また、2本の内側流路管31a,31bと1本の外側流路管35aとを接続して1つの流路を形成し、3本の内側流路管31c,31d,31eで別の流路を形成し、3本の外側流路管35b,35c,35dで別の流路を形成してもよい。
(3)上記以外の接続パターンで複数本の流路管を利用してもよく、1つの流路ユニット201を使用しても流路長の自由度を著しく向上させることができる。
【0025】
以上、各実施形態を説明したが、この実施形態に限られるものではなく、例えば、以下のような変形例であってもよい。また、実施形態と変形例、変形例同士を組み合わせたものであってよい。
また、実施形態や変形例に記載していていない例や、要旨を逸脱しない範囲の設計変更があっても本発明に含まれる。
【0026】
<変形例>
1.流路管
(1)実施形態の流路管3は直管状であり、内径及び外径とも管軸方向に一定である。しかしながら、流路管の内径及び外径の少なくとも一方が管軸方向に沿って徐々に変化するテーパ管であってもよい。これにより流路管を透過する光量を調整することができる。
(2)流路管は内部を流動する液体等を混合させる混合手段を内部に備えてもよい。混合手段としては、例えば、スタティックミキサ等がある。なお、内周面を混合可能な形状としてもよい。

#### 抜粋一覧:
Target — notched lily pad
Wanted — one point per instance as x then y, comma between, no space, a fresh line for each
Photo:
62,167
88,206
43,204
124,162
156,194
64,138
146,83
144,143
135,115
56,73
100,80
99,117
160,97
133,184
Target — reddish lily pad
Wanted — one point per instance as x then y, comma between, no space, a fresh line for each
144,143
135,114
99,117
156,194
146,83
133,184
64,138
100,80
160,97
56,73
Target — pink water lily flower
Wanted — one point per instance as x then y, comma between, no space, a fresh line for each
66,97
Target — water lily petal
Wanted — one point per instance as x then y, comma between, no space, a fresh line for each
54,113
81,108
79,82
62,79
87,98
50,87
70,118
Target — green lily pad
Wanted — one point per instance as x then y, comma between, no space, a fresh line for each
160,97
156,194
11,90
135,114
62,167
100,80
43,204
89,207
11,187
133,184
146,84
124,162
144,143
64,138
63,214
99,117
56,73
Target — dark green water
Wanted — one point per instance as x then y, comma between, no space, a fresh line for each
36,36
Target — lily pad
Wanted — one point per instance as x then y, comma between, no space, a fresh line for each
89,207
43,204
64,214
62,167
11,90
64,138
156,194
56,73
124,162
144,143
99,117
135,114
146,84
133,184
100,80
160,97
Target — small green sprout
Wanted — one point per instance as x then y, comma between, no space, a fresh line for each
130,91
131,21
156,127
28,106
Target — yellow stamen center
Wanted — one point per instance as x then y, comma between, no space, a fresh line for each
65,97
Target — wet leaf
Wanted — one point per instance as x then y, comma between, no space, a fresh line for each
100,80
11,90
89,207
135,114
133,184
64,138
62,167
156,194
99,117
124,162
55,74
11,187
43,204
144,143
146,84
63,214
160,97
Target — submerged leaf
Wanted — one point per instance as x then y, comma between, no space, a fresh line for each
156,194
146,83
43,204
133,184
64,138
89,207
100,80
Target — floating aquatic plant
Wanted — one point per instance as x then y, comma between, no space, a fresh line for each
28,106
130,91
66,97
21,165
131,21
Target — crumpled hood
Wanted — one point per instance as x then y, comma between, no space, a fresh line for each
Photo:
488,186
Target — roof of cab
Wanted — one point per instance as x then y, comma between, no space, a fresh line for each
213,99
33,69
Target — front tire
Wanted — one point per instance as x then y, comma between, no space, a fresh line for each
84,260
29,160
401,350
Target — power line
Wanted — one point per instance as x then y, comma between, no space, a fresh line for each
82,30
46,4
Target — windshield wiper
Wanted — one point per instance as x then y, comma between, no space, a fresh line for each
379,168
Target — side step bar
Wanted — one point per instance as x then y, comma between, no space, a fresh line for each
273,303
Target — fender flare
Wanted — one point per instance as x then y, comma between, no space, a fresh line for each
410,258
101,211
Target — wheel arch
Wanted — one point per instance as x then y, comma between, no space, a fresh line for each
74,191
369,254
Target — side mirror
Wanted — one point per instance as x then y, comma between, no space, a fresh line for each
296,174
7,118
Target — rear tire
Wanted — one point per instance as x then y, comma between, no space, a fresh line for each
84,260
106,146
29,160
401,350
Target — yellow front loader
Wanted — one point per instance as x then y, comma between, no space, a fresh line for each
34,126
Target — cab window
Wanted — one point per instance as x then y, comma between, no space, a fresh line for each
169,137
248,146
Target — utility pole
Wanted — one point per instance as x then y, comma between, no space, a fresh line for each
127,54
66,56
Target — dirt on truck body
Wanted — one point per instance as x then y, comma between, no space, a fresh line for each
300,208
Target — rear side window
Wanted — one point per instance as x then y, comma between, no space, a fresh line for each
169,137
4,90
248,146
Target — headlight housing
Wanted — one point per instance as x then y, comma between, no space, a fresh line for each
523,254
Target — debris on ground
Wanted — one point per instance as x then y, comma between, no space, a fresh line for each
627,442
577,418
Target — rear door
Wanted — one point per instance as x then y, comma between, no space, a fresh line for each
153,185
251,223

#### 課題:
流路管についての文書から、「また、実施形態や変形例に記載」で始まり「混合可能な形状としてもよい。」まで続く部分を、一字も変えずに書き写してください。

#### この課題の出力:
また、実施形態や変形例に記載していていない例や、要旨を逸脱しない範囲の設計変更があっても本発明に含まれる。
【0026】
<変形例>
1.流路管
(1)実施形態の流路管3は直管状であり、内径及び外径とも管軸方向に一定である。しかしながら、流路管の内径及び外径の少なくとも一方が管軸方向に沿って徐々に変化するテーパ管であってもよい。これにより流路管を透過する光量を調整することができる。
(2)流路管は内部を流動する液体等を混合させる混合手段を内部に備えてもよい。混合手段としては、例えば、スタティックミキサ等がある。なお、内周面を混合可能な形状としてもよい。